Quoted text >>
········

An Idea and $2,500
Others were asking the same questions. AACSB, the body that accredits business schools and GMAC, the organization that conducts the GMAT test for business school admission, had sponsored the abandoned MSI program. Disappointed in its outcome, they remained greatly concerned about the lack of diversity in business schools—both on faculty and as students. A paper arguing for more inclusion written by the head of the Cornell University doctoral program, a white scholar named John Elliott, widened awareness and stirred deeper concern in the academic community. But no successor to MSI was emerging.
KPMG and Citicorp were far from alone among major global employers in calling on academia to develop a larger pool of minorities for them to hire. After a brief recession ended in 1991, the U.S. economy was entering its longest period of growth in history. The Internet and personal computing were igniting a great technology boom, with new companies and even new industries seeming to come alive daily.
And they were serving a customer base that was not only global but more diverse than ever. The U.S. Hispanic population was soaring at unprecedented rates. African-Americans, a generation after the civil rights era had opened opportunities, were attaining new levels of affluence.

········

Actions to take >>
1. For each statement, say yes or no depending on whether it agrees with the passage on business school diversity, and quote the deciding words: (a) AACSB and GMAC had sponsored the MSI program. (b) John Elliott headed the doctoral program at Cornell University. (c) The brief recession ended in 1995.
2. Rewrite the passage on business school diversity from "And they were" to "levels of affluence.", changing "Hispanic" to "Latino".
3. According to the passage on business school diversity, what was igniting a great technology boom?
The listing that comes next is separate material with no connection to the passage on business school diversity.

Data excerpt >>
········

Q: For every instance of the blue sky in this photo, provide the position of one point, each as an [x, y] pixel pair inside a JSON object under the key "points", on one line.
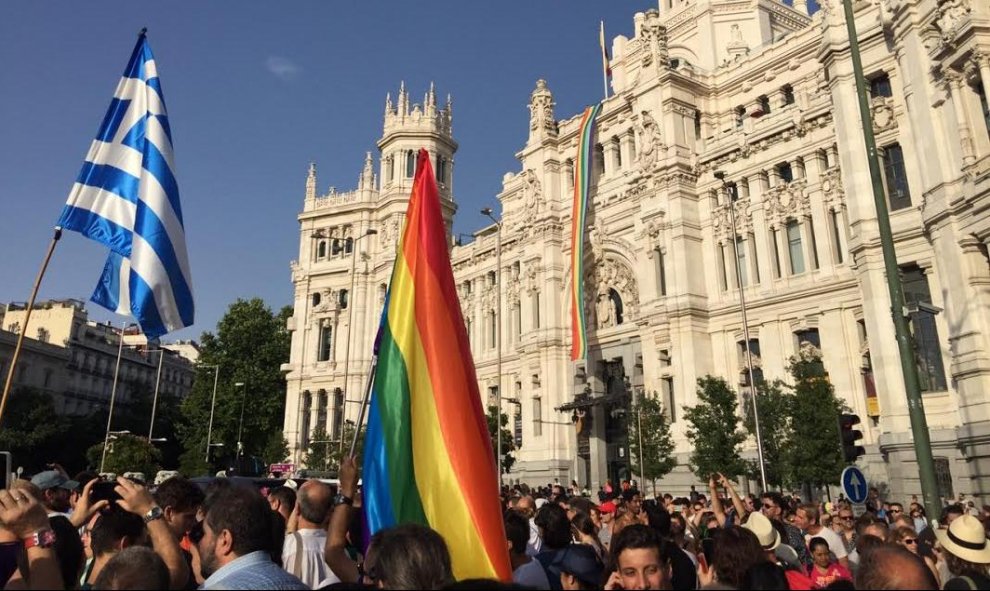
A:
{"points": [[257, 90]]}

········

Answers to each task >>
1.
(a) Yes: "AACSB, the body that accredits business schools and GMAC, the organization that conducts the GMAT test for business school admission, had sponsored the abandoned MSI program."
(b) Yes: "written by the head of the Cornell University doctoral program, a white scholar named John Elliott"
(c) No: "After a brief recession ended in 1991"

2.
And they were serving a customer base that was not only global but more diverse than ever. The U.S. Latino population was soaring at unprecedented rates. African-Americans, a generation after the civil rights era had opened opportunities, were attaining new levels of affluence.

3. The Internet and personal computing.